╭─ Materials provided
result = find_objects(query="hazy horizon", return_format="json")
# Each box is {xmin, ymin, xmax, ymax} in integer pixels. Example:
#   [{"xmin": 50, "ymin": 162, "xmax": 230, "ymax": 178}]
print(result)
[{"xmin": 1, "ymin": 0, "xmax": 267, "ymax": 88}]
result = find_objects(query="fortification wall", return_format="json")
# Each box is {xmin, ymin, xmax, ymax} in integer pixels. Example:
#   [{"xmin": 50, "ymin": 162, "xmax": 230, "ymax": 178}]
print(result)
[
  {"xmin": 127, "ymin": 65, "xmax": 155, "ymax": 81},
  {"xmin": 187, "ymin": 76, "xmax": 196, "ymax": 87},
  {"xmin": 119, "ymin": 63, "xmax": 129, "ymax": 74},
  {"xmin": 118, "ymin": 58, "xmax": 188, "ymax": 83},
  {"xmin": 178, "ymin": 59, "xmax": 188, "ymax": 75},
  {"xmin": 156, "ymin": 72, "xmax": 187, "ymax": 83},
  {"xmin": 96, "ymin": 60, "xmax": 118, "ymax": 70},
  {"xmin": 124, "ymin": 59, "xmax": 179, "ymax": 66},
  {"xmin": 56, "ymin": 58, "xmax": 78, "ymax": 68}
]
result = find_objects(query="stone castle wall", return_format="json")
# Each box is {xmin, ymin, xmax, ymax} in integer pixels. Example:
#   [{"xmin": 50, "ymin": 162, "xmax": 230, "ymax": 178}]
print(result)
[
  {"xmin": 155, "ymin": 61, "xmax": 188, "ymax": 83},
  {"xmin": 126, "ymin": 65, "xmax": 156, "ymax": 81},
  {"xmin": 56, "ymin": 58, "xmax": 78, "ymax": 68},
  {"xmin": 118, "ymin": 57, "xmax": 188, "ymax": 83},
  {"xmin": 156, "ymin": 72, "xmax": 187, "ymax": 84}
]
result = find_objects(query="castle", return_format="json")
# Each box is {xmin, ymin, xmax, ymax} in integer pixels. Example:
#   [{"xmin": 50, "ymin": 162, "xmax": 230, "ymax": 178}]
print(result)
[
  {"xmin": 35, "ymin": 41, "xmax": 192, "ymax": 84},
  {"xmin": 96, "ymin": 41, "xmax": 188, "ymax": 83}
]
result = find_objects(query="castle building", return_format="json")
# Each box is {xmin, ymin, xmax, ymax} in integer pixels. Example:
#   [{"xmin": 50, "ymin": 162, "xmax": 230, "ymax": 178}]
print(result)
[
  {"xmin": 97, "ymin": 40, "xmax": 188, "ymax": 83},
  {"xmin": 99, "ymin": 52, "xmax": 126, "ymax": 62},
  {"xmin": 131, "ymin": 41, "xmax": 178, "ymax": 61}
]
╰─
Work instructions:
Each line of the data must come back exactly as written.

Finished task:
result = find_objects(query="hazy horizon", return_format="json")
# Each box is {xmin, ymin, xmax, ymax} in integer pixels. Example:
#   [{"xmin": 50, "ymin": 162, "xmax": 230, "ymax": 178}]
print(result)
[{"xmin": 1, "ymin": 0, "xmax": 267, "ymax": 88}]
result = find_objects(query="fortification wall", return_format="json")
# Each box is {xmin, ymin, xmax, ymax} in integer pixels. Example:
#   [{"xmin": 50, "ymin": 162, "xmax": 230, "ymax": 178}]
print(result)
[
  {"xmin": 127, "ymin": 65, "xmax": 155, "ymax": 81},
  {"xmin": 187, "ymin": 76, "xmax": 196, "ymax": 87},
  {"xmin": 119, "ymin": 63, "xmax": 129, "ymax": 74},
  {"xmin": 118, "ymin": 58, "xmax": 188, "ymax": 83},
  {"xmin": 178, "ymin": 59, "xmax": 188, "ymax": 75},
  {"xmin": 156, "ymin": 72, "xmax": 187, "ymax": 83},
  {"xmin": 96, "ymin": 60, "xmax": 118, "ymax": 70},
  {"xmin": 124, "ymin": 59, "xmax": 179, "ymax": 66},
  {"xmin": 56, "ymin": 58, "xmax": 78, "ymax": 68}
]
result = find_objects(query="stone castle wall", return_format="json")
# Each box is {xmin, ymin, xmax, ymax} in integer pixels. Example:
#   [{"xmin": 50, "ymin": 162, "xmax": 230, "ymax": 178}]
print(result)
[
  {"xmin": 155, "ymin": 61, "xmax": 188, "ymax": 83},
  {"xmin": 126, "ymin": 65, "xmax": 156, "ymax": 81},
  {"xmin": 56, "ymin": 58, "xmax": 78, "ymax": 68},
  {"xmin": 118, "ymin": 57, "xmax": 188, "ymax": 83},
  {"xmin": 156, "ymin": 72, "xmax": 187, "ymax": 84}
]
result = find_objects(query="castle", return_format="json")
# Each box is {xmin, ymin, xmax, ymax} in integer pixels. Example:
#   [{"xmin": 50, "ymin": 162, "xmax": 230, "ymax": 178}]
print(result)
[
  {"xmin": 35, "ymin": 41, "xmax": 192, "ymax": 84},
  {"xmin": 96, "ymin": 41, "xmax": 188, "ymax": 83}
]
result = find_objects(query="castle building", return_format="json")
# Each box is {xmin, ymin, xmax, ymax} in integer pixels. Example:
#   [{"xmin": 50, "ymin": 162, "xmax": 230, "ymax": 178}]
print(result)
[
  {"xmin": 97, "ymin": 40, "xmax": 188, "ymax": 83},
  {"xmin": 99, "ymin": 52, "xmax": 126, "ymax": 62},
  {"xmin": 131, "ymin": 41, "xmax": 178, "ymax": 61}
]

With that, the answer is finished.